In the data below, print every line from the one containing "Could you help me find the jacket sleeve" down to the one containing "column 881, row 1079", both ends included, reproducing each line character for character.

▸ **Task input**
— Begin —

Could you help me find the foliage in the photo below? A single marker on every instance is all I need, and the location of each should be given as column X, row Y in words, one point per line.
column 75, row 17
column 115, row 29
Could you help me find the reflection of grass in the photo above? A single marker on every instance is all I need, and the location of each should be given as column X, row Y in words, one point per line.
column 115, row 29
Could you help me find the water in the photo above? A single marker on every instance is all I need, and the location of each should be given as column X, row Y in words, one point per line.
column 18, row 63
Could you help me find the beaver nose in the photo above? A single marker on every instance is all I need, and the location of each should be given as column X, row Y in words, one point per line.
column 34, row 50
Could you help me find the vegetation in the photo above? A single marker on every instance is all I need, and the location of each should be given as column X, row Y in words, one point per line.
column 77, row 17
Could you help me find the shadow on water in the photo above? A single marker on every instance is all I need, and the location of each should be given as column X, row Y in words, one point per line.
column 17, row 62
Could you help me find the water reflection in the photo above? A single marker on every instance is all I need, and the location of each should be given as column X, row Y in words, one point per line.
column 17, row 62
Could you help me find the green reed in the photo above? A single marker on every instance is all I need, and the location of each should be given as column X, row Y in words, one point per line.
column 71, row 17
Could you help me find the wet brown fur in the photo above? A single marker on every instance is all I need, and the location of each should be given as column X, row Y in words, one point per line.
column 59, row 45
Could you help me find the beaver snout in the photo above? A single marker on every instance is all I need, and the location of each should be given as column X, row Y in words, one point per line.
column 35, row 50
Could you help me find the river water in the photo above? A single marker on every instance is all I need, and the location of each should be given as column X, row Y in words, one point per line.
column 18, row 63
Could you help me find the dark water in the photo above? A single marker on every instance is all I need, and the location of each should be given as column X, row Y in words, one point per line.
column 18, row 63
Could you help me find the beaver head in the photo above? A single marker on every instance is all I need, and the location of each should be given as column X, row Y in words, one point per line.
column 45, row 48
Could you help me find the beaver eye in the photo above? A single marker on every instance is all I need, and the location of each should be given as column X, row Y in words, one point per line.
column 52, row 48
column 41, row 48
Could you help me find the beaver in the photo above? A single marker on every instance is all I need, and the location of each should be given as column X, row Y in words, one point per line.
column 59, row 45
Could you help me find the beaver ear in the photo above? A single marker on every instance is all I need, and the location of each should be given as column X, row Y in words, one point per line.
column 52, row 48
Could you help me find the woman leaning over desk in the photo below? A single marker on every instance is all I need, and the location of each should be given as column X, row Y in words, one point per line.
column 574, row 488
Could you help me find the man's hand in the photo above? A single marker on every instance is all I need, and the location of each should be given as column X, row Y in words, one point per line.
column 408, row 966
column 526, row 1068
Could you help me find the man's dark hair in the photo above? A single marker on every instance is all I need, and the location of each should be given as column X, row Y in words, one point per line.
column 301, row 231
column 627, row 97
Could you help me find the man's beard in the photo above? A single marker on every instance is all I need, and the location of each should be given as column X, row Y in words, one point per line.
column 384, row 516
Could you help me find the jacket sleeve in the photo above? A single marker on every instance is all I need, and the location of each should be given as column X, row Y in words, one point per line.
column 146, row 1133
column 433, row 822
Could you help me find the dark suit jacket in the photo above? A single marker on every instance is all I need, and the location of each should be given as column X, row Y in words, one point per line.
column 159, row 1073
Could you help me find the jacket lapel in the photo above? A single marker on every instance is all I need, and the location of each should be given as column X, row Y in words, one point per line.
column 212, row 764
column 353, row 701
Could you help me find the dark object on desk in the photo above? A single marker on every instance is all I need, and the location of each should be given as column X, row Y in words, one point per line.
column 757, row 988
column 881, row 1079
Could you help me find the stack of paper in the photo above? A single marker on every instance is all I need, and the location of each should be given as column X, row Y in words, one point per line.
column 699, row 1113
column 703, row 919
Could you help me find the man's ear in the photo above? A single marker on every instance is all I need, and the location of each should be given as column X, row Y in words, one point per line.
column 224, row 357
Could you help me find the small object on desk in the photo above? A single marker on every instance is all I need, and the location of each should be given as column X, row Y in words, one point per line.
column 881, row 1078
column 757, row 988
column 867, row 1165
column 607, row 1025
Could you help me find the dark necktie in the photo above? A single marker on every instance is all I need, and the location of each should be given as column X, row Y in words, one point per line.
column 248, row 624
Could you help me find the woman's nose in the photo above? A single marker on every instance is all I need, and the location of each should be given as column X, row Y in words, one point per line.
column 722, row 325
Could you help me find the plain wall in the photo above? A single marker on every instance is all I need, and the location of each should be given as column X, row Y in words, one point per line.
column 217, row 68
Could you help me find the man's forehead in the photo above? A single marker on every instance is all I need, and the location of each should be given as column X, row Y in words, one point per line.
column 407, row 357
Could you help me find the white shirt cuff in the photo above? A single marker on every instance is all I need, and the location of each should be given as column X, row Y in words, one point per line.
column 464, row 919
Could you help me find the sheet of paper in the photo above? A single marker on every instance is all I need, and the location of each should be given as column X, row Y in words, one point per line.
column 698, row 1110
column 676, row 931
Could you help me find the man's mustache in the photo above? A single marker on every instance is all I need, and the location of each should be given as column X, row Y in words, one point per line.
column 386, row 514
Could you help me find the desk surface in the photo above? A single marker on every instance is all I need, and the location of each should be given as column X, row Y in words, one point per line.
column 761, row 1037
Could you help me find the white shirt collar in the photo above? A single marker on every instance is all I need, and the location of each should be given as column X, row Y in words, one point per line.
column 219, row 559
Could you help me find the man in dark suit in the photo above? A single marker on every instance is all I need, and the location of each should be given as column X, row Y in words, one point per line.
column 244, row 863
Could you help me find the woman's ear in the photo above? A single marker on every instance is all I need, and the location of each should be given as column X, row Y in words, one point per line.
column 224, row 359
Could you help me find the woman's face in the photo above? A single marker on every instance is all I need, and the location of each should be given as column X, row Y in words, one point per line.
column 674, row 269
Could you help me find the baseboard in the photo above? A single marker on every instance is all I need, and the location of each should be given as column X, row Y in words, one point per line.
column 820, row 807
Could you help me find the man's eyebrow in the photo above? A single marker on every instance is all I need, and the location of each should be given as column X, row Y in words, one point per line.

— End —

▸ **Result below**
Could you help me find the jacket sleeve in the photo above? A single marker on every instance is all I need, and the location of each should be given as column X, row Y in words, one point per line.
column 146, row 1133
column 433, row 822
Could you help me find the dark suit jacket in the photo above? A single marker on every instance is all I need, and the location of each should be given as column X, row Y in words, one point per line.
column 159, row 1073
Could you help me find the jacket lapel in the photo above? A single marker on every instance is all I need, and the location of each should be given as column X, row Y in words, one point per line.
column 212, row 764
column 353, row 701
Could you help me find the dark object on desk in the photo above? A single marker on every instance is all I need, and the location of each should be given as column X, row Y in words, one point per line.
column 757, row 988
column 881, row 1079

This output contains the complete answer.